• YOUR TASKS:
**A)** List every subject that the header at the top of the blog comment thread says the blog is about.
**B)** In the blog comment thread, one reply answers the question "Is that a gag order?" by saying it would be fun to gag Krixfort. Explain why that reply says the wish is not about making Krixfort stop speaking or writing haiku.
**C)** Reproduce the blog comment thread, beginning at the words "I always save" and stopping after "like potato salad.".

• TEXT SECTION:
++++++++++++++++++++

A blog about the New York artworld, body modification, mythical beasts, getting high, and wanting to die.
32 comments:
Who wants to give me a sponge bath?
i do! I have salty pork bath for you
Can I join you in the bath? I don't shed too much.
me too, I taste great!
with all that pork floating around you should save the broth. Make a soup!
I always save the broth after I bathe.
Where is my friend Lupus today? I still have a bra full of potato salad. Maybe that would taste good in the broth too. I don't use that much mayo.
Can we read books to each other in the bath?
books and sex
mmmmmm.........
yes. I could marinate all day. . .
All day marination.
I have been afraid to come back since the starch incident. I haven't seen starch back on since my error in judgment. Perhaps I am a buzzkill, but I am wondering about hygiene in this bath.
I have a girl crush on Krixfort. Are you a demon? A chimerical being from the underworld?
I am Kristine. I am pure evil.
I am evil too. But I smell like potato salad.
STOP PLAYING AROUND. GET OUT OF THE BATH AND WORK. LABOR WITHOUT ART IS FUTILITY. ART WITHOUT LABOR IS USELESSNESS.
spank it, spanky.
I am working on my tower of toast!! I am working!!! I WORK!!!!!!!!!!!! I DO!!!!!!!!!!!!!!!!!!!!!!!
I ASK YOU MM, HOW DOES A TOAST TOWER BENEFIT SOCIETY? ARE YOU BUILDING THIS UNDER YOUR DESK AT WORK OR IS THIS JOB A SHAM. ARE YOU UNEMPLOYED?
should be fresh. you went light on the mayo right?
OK I'm not working on my toast tower right now. But I was working on it earlier. I have a job but barely. I am practically unempoyable. It is a miracle I haven't been fired. I don't know how to benefit society. Thanks for making me feel like chow.
My salad is continually replenishing itself in my magical bra. I don't use much mayo, that's true. I can't believe I am getting to talk to my 2 great loves, Krixfort and Lupus, at the same time. I am blissful. I feel no shame today.
a nation of marination
bathtoys made of potato salad
and bigger bank accounts
that is what we all need
I am ready to have a ritual.
Good Lupus, because that would hurt my dirty pillows.
what's even better than a ritual?
Ritual Haiku of course.
Potato Salad.
Enjoyed with friends of Mountain
Man. Lupus abounds.
This is nightmarish, in a good way.
Nice Krixfort. Now let me smother you with Necklace's dirty pillows. Don't take that the wrong way.
Is that a gag order?
That is a complicated question. Sure, it would be fun to gag you, but not because I want you to stop speaking or writing haiku. I love haiku.
Krixfort wants to gag. That's what's fun about her.
okay. you can gag me. Gag me with toast.
With a few hairs from hairy back's back.

++++++++++++++++++++

• STORED DATA:

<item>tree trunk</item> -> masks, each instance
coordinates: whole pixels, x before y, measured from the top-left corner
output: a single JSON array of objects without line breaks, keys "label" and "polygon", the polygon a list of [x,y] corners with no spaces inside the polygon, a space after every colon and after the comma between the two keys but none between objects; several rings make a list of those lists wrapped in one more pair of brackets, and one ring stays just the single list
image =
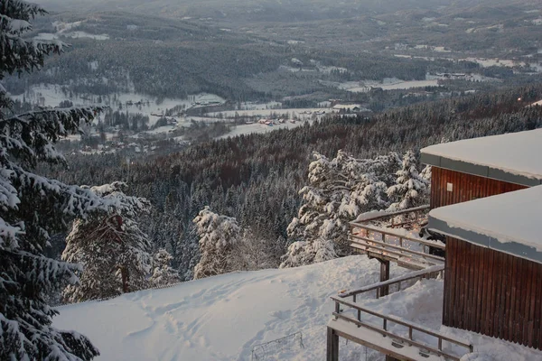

++++++++++++++++++++

• IN RESPONSE:
**A)**
- the New York artworld
- body modification
- mythical beasts
- getting high
- wanting to die

**B)** The writer says the wish to gag Krixfort is not about stopping her from speaking or writing haiku because the writer loves haiku.

**C)**
I always save the broth after I bathe.
Where is my friend Lupus today? I still have a bra full of potato salad. Maybe that would taste good in the broth too. I don't use that much mayo.
Can we read books to each other in the bath?
books and sex
mmmmmm.........
yes. I could marinate all day. . .
All day marination.
I have been afraid to come back since the starch incident. I haven't seen starch back on since my error in judgment. Perhaps I am a buzzkill, but I am wondering about hygiene in this bath.
I have a girl crush on Krixfort. Are you a demon? A chimerical being from the underworld?
I am Kristine. I am pure evil.
I am evil too. But I smell like potato salad.